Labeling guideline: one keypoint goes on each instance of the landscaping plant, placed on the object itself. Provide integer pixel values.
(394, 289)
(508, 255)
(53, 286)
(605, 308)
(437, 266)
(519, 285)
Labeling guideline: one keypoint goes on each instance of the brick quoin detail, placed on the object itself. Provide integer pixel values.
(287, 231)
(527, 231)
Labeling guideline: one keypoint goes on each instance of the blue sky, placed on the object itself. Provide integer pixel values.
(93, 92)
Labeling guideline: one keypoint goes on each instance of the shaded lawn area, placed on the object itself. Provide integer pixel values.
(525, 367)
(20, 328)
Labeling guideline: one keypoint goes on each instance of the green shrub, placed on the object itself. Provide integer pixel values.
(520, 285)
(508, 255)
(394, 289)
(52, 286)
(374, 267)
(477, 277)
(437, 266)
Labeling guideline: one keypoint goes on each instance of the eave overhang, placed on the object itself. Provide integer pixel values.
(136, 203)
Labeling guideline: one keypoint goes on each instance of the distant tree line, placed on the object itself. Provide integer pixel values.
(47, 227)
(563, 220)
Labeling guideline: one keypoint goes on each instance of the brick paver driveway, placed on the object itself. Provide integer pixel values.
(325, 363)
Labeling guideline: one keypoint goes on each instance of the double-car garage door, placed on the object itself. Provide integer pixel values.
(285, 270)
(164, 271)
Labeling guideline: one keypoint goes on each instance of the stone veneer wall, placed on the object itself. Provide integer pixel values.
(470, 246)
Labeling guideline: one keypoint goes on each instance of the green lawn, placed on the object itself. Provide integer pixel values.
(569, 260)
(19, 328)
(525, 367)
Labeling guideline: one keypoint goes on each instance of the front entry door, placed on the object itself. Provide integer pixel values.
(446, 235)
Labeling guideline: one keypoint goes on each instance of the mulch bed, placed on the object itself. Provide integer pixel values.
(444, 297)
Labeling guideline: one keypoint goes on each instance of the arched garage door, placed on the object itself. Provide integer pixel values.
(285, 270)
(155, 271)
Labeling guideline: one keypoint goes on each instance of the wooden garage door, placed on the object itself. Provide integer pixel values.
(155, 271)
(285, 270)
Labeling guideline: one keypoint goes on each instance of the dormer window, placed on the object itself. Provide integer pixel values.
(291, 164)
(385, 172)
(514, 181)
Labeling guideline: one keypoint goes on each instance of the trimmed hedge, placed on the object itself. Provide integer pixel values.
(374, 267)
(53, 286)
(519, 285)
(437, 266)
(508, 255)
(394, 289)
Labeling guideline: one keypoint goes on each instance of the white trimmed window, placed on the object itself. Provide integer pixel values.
※
▸ **REQUIRED TASK**
Reproduce the data word for word, starting with the line that contains "of the wooden" and going on through the last line of the data.

▸ **RESULT BELOW**
Labeling guideline: one keypoint goes on each instance of the wooden garage door, placed on the object itself. Provide integer pixel values.
(155, 271)
(285, 270)
Labeling guideline: one keypoint goes on each instance of the dormer window, placed on the object itself. Provide integer pixel values.
(291, 164)
(385, 172)
(514, 181)
Labeling guideline: one keypoint goes on each instance of the trimmed hedge, placed on the object itself. Provide integer pixel values.
(374, 267)
(53, 286)
(519, 285)
(437, 266)
(508, 255)
(394, 289)
Labeling guideline: one keypoint goes on each instance of the white trimmed window, placed on the object itself. Provide integer pixel values.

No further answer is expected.